What is being asked => Omit all pictures, then retype exactly the lines from the one that contains "of the narrowboat." through the end of the listing.

=======

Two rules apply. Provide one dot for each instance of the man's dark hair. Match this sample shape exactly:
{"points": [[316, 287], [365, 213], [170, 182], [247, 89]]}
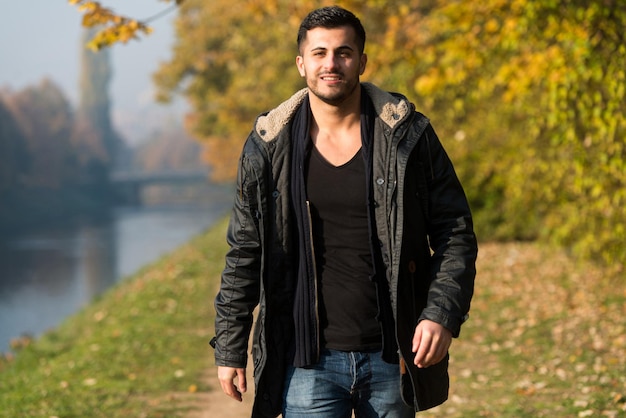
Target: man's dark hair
{"points": [[330, 18]]}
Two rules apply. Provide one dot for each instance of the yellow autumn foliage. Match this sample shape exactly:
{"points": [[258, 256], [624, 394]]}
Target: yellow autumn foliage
{"points": [[527, 96]]}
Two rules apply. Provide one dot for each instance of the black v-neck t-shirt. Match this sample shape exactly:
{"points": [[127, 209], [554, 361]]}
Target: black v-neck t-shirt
{"points": [[348, 307]]}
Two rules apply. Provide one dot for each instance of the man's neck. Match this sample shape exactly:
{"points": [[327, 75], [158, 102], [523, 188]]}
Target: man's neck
{"points": [[336, 129]]}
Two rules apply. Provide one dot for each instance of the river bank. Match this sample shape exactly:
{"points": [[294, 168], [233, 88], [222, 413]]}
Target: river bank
{"points": [[545, 339]]}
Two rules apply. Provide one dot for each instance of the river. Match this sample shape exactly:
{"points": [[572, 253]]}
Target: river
{"points": [[50, 272]]}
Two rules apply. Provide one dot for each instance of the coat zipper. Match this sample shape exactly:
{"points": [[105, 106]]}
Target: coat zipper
{"points": [[313, 263]]}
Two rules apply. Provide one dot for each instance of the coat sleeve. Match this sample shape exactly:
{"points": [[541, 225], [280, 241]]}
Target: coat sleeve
{"points": [[240, 282], [452, 240]]}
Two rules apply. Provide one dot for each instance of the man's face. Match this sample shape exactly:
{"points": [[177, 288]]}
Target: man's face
{"points": [[330, 62]]}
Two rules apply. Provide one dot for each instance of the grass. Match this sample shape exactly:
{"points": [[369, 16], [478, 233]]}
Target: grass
{"points": [[546, 338], [124, 354]]}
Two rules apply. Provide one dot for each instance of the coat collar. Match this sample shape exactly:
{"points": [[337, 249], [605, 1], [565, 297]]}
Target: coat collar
{"points": [[391, 109]]}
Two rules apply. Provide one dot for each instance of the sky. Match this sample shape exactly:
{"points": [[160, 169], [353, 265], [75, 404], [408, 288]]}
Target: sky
{"points": [[42, 39]]}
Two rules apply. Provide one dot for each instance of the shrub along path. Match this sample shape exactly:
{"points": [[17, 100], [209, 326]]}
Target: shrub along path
{"points": [[546, 338]]}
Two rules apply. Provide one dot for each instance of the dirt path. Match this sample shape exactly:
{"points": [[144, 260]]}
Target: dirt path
{"points": [[215, 404]]}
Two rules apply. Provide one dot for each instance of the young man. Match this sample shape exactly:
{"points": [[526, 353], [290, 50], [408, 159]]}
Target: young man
{"points": [[352, 233]]}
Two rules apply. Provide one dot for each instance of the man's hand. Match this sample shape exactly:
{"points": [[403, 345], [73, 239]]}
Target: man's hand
{"points": [[430, 343], [226, 376]]}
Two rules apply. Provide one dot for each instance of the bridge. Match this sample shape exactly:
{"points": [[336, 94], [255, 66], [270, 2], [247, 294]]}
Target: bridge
{"points": [[127, 185]]}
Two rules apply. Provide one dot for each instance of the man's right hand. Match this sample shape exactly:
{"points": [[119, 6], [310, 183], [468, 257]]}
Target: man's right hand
{"points": [[226, 376]]}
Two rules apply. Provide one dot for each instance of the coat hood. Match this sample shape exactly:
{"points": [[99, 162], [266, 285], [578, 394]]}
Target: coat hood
{"points": [[390, 108]]}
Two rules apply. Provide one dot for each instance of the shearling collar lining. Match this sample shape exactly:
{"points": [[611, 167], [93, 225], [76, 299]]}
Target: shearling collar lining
{"points": [[391, 110]]}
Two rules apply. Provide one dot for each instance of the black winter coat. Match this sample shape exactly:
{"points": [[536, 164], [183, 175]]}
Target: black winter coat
{"points": [[423, 222]]}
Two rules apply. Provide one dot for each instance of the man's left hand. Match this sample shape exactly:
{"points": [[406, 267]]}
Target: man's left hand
{"points": [[430, 343]]}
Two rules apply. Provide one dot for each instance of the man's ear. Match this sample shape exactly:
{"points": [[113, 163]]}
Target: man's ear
{"points": [[363, 64], [300, 65]]}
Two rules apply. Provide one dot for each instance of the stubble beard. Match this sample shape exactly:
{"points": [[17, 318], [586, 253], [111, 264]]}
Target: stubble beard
{"points": [[335, 96]]}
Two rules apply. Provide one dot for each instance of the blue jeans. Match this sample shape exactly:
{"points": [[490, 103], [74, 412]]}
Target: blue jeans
{"points": [[342, 382]]}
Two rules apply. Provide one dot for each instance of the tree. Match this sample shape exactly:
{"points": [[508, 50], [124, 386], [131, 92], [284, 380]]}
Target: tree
{"points": [[94, 133], [528, 97], [14, 159], [113, 27], [45, 120]]}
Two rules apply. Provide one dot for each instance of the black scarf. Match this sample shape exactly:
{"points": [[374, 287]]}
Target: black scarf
{"points": [[307, 332]]}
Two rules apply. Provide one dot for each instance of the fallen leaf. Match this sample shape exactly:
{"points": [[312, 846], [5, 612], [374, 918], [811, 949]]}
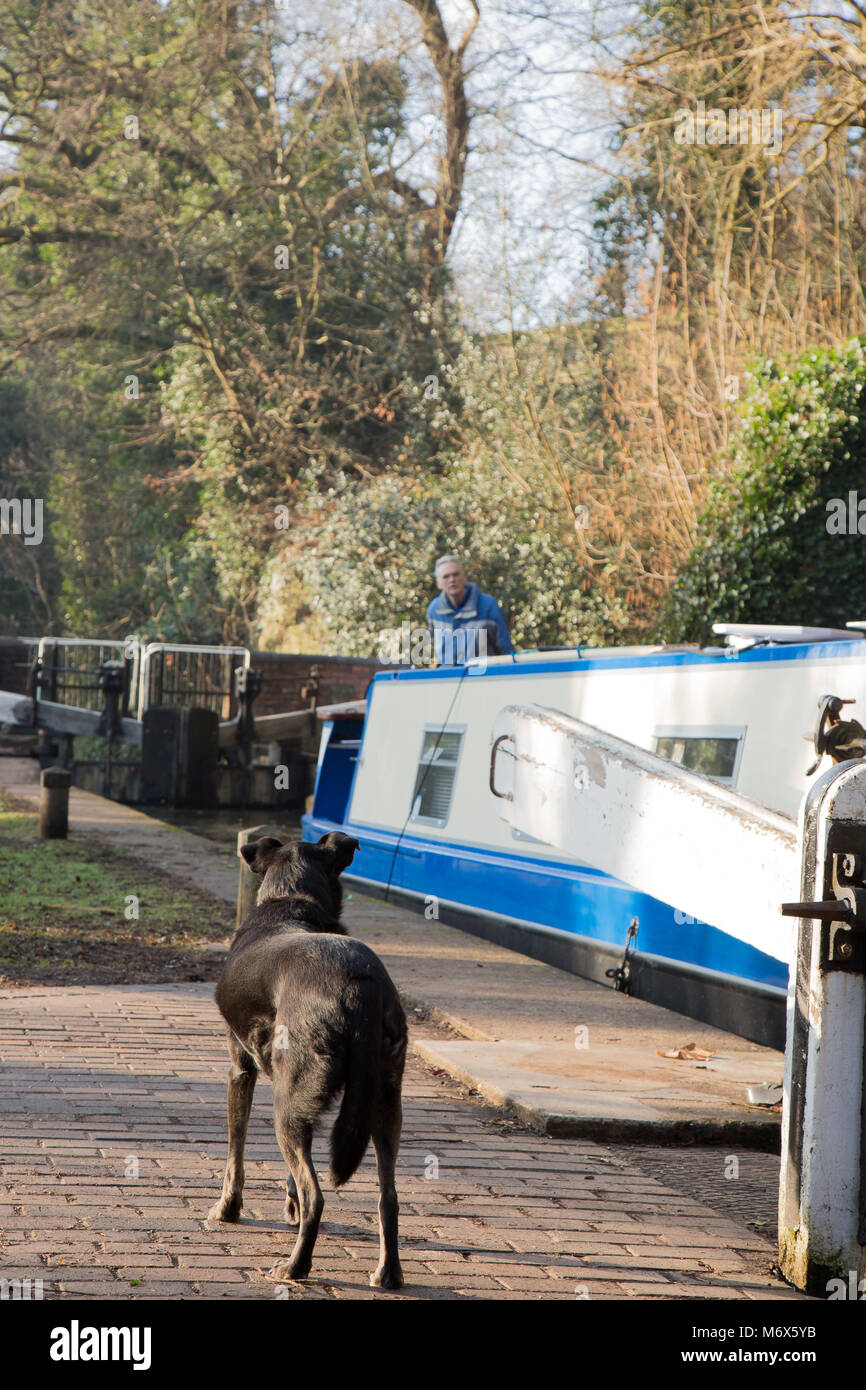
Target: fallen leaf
{"points": [[688, 1052]]}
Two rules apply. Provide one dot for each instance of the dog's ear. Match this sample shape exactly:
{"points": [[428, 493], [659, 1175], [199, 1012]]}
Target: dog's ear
{"points": [[341, 848], [259, 854]]}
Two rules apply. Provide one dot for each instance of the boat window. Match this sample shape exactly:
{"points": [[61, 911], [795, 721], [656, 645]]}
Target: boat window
{"points": [[711, 751], [435, 776]]}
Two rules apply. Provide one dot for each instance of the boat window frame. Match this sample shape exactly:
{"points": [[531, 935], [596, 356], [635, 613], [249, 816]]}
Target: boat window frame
{"points": [[437, 729], [719, 731]]}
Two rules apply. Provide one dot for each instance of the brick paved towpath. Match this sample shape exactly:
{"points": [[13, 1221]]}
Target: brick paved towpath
{"points": [[113, 1139]]}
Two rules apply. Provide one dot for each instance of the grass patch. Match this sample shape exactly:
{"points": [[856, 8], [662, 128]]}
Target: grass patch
{"points": [[67, 915]]}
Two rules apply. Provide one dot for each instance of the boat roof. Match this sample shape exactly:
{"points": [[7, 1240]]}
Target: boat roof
{"points": [[744, 641]]}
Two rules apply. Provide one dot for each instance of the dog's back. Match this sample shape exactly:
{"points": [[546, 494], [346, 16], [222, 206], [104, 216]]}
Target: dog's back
{"points": [[320, 1015]]}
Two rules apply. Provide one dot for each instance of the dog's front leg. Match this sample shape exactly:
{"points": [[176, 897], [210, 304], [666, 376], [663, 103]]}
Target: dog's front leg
{"points": [[241, 1086]]}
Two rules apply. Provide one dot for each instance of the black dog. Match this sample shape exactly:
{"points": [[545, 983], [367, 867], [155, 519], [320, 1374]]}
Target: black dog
{"points": [[319, 1014]]}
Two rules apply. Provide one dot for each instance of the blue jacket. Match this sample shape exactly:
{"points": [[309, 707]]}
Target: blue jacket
{"points": [[476, 608]]}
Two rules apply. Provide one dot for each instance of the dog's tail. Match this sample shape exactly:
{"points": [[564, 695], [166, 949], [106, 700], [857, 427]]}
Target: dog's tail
{"points": [[353, 1125]]}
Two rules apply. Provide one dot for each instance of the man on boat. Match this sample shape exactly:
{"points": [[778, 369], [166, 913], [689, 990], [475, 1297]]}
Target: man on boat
{"points": [[463, 609]]}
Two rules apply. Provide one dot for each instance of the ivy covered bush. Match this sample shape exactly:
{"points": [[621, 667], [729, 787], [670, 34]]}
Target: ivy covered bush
{"points": [[780, 538]]}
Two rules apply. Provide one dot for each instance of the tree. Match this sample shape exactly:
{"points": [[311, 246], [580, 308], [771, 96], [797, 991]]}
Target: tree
{"points": [[217, 273], [780, 540]]}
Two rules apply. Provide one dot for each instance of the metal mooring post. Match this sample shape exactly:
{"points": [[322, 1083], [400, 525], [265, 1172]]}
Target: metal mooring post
{"points": [[822, 1204], [54, 804]]}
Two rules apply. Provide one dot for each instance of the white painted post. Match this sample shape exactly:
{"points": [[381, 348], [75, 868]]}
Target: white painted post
{"points": [[822, 1208]]}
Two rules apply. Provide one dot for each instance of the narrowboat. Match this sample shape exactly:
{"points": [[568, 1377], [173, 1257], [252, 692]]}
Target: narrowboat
{"points": [[410, 776]]}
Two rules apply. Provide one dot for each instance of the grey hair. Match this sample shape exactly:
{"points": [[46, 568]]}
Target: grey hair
{"points": [[448, 559]]}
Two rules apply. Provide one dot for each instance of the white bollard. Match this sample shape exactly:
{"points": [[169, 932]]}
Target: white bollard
{"points": [[822, 1207]]}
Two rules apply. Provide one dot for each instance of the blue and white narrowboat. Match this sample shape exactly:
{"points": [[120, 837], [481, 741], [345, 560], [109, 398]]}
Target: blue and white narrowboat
{"points": [[423, 777]]}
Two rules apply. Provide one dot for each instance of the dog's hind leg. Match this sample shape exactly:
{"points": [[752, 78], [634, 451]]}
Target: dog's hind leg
{"points": [[387, 1139], [296, 1141], [292, 1209], [241, 1086]]}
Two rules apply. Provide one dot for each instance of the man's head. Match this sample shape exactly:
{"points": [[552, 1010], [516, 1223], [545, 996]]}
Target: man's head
{"points": [[451, 578]]}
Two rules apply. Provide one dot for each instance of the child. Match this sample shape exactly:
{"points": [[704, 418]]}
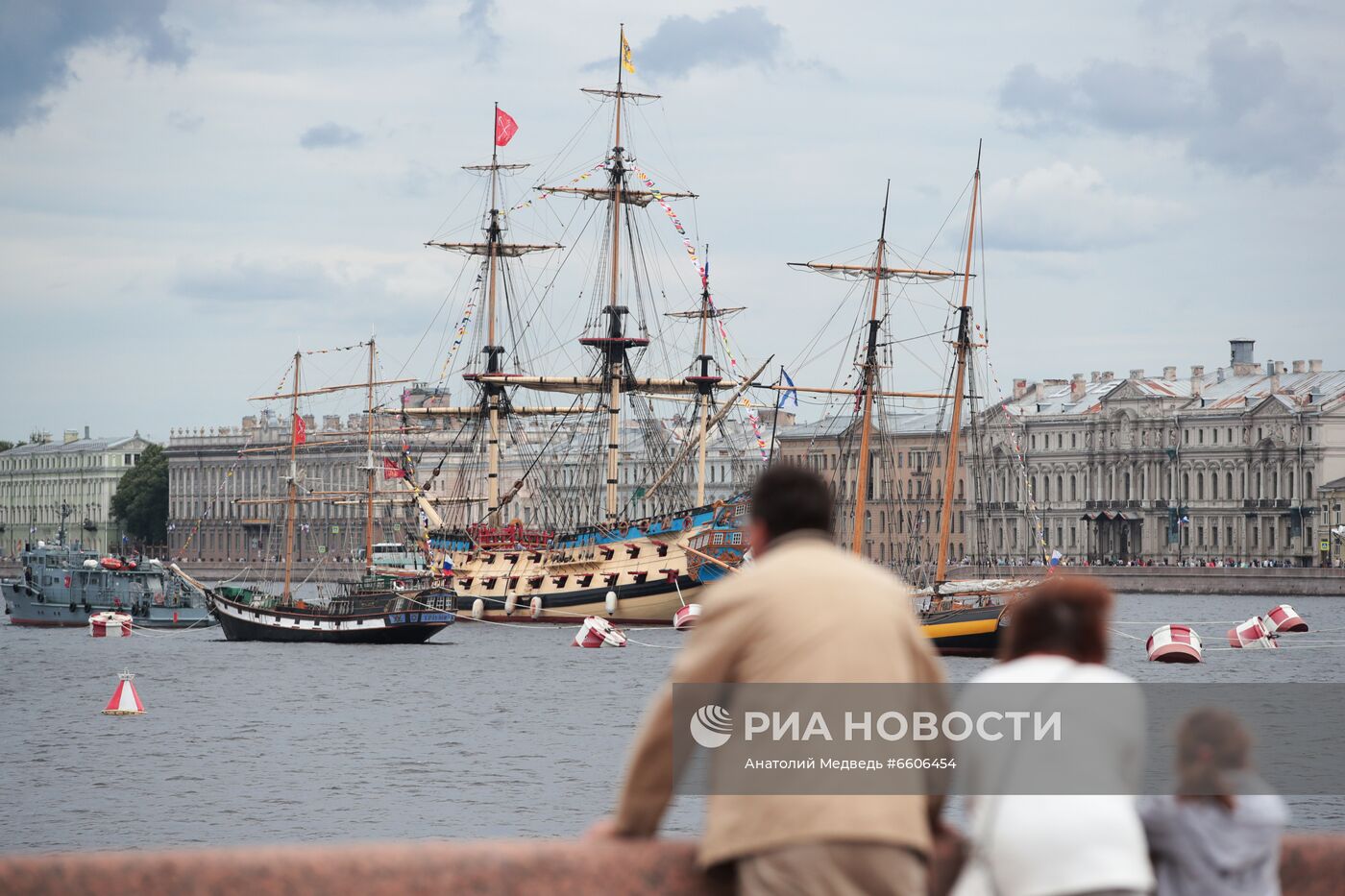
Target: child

=======

Finished exercise =>
Two rules apply. Provide one dot for each instance of the narrowboat. Match this sample shape exactly:
{"points": [[568, 1377], [173, 1257], [252, 692]]}
Target: narrowboat
{"points": [[410, 776]]}
Two rules apply. Provide one dot for each instance of the grey hair. Match this sample shape exactly:
{"points": [[46, 568]]}
Target: grey hair
{"points": [[448, 559]]}
Two rules apply. Provide one dot for each instance of the white bollard. Match this sample shape exactly:
{"points": [[169, 932]]}
Target: white bollard
{"points": [[822, 1207]]}
Two rules apply. Provide one dot for each instance of the blue and white narrowboat. Match this sample shape exactly:
{"points": [[120, 837], [481, 741], [345, 560], [109, 398]]}
Target: blue and white narrowboat
{"points": [[423, 777]]}
Two rules apply. Provide one dot for each instance of the dog's hind leg. Match this sample shape exactly:
{"points": [[752, 78], [634, 451]]}
Target: dog's hind leg
{"points": [[387, 1139], [296, 1141], [292, 1209], [241, 1086]]}
Two rules apply. Provide one dot for each instance of the man's head. Match this sample shape exactly:
{"points": [[552, 1010], [516, 1223], [545, 996]]}
Target: man's head
{"points": [[451, 578]]}
Two rules apply. Provide one dot for each instance of the child. Match this sample shape exactly:
{"points": [[704, 418]]}
Target: child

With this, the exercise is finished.